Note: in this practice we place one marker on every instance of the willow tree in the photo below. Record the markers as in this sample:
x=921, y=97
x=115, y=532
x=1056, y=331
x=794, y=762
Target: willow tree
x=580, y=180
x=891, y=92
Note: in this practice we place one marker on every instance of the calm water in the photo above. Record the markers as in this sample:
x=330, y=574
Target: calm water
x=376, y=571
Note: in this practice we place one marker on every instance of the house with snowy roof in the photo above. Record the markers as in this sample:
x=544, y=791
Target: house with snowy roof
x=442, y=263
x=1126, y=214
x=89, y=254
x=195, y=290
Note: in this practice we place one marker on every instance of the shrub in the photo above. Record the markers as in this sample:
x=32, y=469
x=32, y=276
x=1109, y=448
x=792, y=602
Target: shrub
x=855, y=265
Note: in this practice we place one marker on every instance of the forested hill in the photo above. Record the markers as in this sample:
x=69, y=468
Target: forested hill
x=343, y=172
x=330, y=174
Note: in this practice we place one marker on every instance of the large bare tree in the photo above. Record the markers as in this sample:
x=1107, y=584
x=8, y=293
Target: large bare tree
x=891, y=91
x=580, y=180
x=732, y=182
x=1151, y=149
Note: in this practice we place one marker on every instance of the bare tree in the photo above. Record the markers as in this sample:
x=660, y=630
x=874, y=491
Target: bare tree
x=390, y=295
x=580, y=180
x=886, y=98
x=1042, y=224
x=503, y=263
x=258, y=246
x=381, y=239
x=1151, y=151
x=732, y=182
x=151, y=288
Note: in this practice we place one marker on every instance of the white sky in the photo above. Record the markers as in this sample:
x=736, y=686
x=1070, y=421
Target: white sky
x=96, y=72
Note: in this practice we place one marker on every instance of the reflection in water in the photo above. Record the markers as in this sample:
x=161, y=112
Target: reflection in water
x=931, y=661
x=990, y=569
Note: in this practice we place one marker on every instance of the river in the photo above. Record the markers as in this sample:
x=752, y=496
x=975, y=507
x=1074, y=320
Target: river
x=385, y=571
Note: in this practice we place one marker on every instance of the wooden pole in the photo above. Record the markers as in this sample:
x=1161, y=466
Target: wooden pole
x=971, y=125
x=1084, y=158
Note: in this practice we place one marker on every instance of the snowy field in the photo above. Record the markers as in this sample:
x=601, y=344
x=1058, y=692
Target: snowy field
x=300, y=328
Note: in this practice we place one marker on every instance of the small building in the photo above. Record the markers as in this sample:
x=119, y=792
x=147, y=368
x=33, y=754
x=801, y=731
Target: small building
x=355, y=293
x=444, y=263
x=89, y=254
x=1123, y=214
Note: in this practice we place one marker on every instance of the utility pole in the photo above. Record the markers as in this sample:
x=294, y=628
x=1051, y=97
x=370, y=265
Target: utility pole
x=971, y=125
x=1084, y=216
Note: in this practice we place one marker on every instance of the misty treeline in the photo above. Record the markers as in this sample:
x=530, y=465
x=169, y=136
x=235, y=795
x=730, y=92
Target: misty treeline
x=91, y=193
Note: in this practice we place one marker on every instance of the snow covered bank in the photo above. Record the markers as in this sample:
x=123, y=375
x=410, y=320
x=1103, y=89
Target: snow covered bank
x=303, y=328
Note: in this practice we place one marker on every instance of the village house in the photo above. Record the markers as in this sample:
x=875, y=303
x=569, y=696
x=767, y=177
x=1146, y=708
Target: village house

→ Description of the task:
Retype the lines of the material from the one containing "x=235, y=795" through the last line, exactly, and give no other lines.

→ Solution for this task:
x=235, y=795
x=730, y=92
Target: misty treeline
x=91, y=193
Note: in this practice we place one marker on every instance of the snow covered bank in the photo above. Record the markers as in this sample:
x=123, y=375
x=410, y=320
x=1103, y=89
Target: snow covered bank
x=303, y=328
Note: in this practice we place one marker on every instance of the village house in the photo above. Record the markers as in this sample:
x=875, y=303
x=569, y=696
x=767, y=177
x=1146, y=708
Target: village house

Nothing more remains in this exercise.